** Opening Task inputs block **

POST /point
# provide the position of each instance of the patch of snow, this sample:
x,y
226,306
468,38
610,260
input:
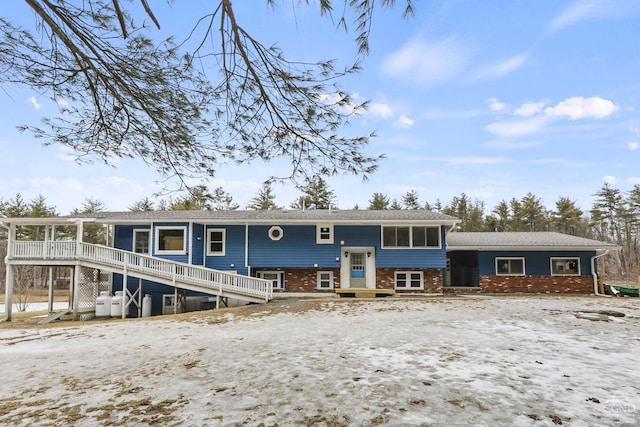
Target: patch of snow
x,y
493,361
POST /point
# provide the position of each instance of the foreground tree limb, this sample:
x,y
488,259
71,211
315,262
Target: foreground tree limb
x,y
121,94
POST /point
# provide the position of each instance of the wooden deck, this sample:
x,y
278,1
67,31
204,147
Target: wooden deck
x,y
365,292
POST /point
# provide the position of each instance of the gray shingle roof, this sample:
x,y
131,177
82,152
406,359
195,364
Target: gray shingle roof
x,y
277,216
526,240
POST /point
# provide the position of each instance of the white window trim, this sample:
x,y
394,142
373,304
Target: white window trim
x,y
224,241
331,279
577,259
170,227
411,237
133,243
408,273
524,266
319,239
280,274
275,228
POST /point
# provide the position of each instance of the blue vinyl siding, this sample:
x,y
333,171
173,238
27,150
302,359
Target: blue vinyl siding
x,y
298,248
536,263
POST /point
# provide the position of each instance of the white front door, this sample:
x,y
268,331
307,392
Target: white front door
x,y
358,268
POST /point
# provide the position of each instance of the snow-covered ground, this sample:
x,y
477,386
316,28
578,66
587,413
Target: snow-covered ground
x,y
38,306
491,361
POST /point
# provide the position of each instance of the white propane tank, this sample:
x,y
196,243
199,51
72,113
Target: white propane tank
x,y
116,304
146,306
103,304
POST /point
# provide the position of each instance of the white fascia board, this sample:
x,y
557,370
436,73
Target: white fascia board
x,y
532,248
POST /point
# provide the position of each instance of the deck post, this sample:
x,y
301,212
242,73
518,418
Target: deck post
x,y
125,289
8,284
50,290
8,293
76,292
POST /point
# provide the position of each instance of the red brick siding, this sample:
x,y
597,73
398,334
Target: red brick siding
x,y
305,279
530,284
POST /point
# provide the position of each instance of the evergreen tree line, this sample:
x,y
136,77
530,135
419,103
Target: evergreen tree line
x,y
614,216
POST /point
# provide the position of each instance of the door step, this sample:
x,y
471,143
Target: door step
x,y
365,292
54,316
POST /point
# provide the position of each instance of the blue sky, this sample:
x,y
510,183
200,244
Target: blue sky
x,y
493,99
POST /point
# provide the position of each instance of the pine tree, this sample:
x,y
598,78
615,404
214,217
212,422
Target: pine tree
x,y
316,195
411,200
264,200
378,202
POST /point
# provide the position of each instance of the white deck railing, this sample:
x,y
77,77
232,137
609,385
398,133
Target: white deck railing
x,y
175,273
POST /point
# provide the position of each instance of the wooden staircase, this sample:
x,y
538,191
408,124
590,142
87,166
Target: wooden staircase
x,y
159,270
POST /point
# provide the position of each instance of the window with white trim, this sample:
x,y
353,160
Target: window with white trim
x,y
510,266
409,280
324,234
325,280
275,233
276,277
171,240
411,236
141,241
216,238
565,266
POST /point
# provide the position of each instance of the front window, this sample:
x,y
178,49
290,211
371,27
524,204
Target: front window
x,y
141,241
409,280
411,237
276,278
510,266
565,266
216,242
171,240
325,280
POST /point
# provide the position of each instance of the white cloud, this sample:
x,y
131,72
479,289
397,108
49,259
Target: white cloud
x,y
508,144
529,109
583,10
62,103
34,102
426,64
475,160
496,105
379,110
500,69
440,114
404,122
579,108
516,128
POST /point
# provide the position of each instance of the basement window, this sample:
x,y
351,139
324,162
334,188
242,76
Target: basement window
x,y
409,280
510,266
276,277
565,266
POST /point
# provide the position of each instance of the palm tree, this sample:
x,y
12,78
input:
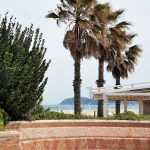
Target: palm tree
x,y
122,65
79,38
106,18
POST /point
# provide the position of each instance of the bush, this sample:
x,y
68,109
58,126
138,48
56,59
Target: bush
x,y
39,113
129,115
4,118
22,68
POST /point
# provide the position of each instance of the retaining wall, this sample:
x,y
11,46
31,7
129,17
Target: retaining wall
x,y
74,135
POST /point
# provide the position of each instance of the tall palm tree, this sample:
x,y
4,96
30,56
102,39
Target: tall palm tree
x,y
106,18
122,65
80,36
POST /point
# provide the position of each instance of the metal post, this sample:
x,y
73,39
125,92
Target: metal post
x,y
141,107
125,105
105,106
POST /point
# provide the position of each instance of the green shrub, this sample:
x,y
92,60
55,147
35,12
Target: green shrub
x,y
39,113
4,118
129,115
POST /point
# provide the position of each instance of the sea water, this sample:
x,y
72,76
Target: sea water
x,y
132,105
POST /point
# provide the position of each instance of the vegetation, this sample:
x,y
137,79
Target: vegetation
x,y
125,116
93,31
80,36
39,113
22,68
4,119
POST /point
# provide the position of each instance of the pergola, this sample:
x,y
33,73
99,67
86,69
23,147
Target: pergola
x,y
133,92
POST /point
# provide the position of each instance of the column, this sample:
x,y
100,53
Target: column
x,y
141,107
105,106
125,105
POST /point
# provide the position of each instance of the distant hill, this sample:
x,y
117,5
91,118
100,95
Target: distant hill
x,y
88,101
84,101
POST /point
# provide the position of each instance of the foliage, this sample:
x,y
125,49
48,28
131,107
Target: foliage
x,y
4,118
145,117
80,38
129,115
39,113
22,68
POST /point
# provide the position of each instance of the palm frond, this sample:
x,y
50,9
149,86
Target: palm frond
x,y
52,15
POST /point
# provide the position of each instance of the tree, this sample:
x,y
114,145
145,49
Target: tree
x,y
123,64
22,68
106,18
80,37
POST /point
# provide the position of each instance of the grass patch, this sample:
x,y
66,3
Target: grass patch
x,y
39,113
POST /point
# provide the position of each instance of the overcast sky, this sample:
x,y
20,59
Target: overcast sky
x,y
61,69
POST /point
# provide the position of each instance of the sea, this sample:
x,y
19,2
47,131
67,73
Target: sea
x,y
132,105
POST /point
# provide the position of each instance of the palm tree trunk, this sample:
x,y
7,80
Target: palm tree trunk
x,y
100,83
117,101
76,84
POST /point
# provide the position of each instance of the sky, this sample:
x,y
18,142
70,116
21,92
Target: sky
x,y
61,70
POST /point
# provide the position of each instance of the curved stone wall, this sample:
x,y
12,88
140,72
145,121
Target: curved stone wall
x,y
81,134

** Closing Task inputs block **
** Opening Task inputs block **

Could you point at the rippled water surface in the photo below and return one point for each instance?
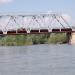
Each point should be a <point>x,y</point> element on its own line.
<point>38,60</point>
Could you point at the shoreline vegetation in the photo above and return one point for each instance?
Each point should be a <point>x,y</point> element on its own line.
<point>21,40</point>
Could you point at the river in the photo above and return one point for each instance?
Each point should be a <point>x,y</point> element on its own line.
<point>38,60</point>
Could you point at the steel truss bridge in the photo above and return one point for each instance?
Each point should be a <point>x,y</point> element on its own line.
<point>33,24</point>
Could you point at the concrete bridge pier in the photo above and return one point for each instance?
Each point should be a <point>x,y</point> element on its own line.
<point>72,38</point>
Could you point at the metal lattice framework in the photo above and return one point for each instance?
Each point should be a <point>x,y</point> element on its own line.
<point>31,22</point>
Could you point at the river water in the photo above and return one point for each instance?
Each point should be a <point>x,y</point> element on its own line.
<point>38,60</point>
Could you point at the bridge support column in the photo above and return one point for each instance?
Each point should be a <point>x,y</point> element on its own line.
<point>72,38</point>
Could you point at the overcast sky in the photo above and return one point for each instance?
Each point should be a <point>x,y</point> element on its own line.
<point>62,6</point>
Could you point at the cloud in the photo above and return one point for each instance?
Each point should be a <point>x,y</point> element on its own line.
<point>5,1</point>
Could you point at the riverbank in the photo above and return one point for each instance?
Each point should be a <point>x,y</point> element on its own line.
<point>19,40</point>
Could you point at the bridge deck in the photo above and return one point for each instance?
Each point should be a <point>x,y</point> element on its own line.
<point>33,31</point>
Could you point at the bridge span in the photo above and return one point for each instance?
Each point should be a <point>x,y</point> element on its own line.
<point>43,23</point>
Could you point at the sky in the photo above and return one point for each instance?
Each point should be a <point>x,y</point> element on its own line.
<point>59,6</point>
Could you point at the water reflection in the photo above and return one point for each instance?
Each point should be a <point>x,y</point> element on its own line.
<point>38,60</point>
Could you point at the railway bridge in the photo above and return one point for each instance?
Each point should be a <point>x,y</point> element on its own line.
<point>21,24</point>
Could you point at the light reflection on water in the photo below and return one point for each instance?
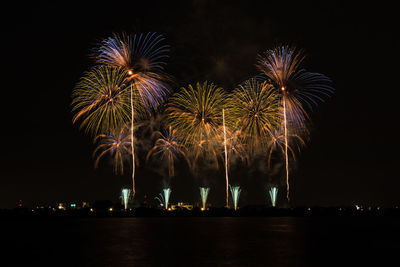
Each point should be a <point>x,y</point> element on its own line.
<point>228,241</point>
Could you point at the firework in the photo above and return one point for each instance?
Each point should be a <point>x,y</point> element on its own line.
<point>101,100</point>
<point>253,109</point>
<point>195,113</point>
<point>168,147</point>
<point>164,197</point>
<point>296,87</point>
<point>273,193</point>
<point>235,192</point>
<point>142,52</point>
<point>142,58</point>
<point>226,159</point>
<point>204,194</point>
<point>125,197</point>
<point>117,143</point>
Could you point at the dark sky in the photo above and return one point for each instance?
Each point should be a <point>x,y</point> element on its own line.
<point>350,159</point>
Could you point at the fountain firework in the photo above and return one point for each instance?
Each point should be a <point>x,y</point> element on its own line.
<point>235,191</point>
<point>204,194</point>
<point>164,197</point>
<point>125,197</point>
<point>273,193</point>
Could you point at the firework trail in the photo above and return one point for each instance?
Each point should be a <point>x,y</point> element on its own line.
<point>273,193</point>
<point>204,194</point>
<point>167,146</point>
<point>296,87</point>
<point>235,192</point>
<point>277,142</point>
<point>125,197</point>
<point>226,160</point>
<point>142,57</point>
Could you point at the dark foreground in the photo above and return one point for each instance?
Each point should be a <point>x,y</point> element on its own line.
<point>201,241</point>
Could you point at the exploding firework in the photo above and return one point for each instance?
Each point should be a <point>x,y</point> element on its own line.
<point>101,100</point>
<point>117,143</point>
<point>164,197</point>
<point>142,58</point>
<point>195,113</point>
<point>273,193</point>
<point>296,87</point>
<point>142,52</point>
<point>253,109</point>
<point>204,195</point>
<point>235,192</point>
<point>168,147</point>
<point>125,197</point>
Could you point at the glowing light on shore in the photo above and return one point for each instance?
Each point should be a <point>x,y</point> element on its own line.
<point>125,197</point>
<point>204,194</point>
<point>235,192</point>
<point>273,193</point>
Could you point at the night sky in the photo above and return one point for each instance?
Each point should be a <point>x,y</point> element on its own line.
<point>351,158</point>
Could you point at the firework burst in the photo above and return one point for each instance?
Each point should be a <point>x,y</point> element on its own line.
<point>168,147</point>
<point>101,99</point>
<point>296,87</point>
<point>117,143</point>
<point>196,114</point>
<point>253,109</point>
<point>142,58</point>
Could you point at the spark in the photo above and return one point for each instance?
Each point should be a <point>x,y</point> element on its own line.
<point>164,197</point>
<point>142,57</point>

** Closing Task inputs block **

Each line that mentions the string "light" must be copied from the listing.

Could you point at the light reflection on water in the photo below and return one point for each instance?
Could you point at the glowing light on shore in the photo above and return one point for each instance?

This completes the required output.